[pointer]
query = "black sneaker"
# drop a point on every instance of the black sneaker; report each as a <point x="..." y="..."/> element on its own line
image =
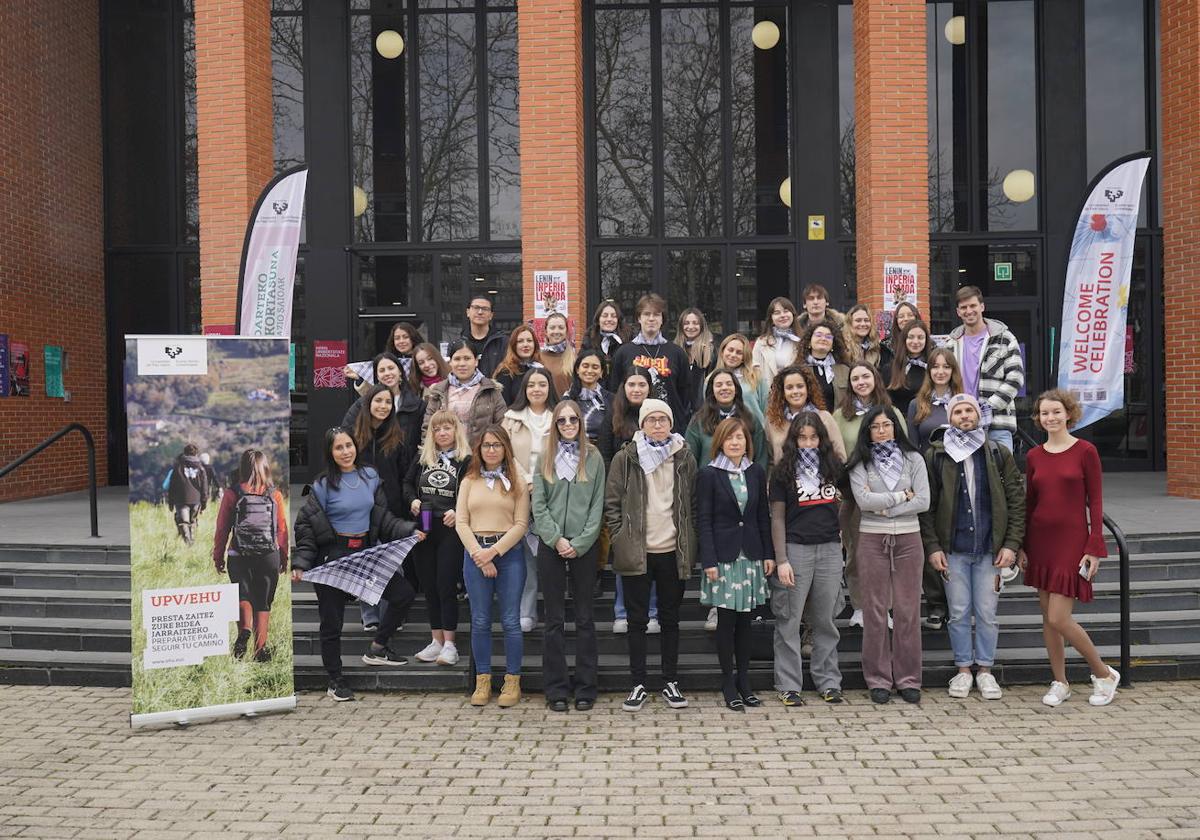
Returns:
<point x="383" y="655"/>
<point x="340" y="691"/>
<point x="675" y="696"/>
<point x="636" y="700"/>
<point x="239" y="646"/>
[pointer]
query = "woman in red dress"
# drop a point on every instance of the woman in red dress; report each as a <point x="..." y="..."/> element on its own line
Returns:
<point x="1065" y="540"/>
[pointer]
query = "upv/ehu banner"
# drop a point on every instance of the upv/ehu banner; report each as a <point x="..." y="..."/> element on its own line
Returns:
<point x="1096" y="295"/>
<point x="269" y="257"/>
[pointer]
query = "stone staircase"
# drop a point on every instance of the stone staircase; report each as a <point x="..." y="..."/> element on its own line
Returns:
<point x="65" y="621"/>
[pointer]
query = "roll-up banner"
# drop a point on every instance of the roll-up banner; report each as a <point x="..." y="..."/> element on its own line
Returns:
<point x="211" y="604"/>
<point x="269" y="257"/>
<point x="1091" y="352"/>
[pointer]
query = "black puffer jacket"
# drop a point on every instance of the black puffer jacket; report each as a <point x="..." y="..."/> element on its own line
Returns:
<point x="315" y="535"/>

What to work on:
Copy out every line of the material above that contains the string "jacket".

Answer section:
query = "black puffer jacket"
# drop a point on every instance of the black puffer jacket; report each as a <point x="..." y="..."/> element on its own line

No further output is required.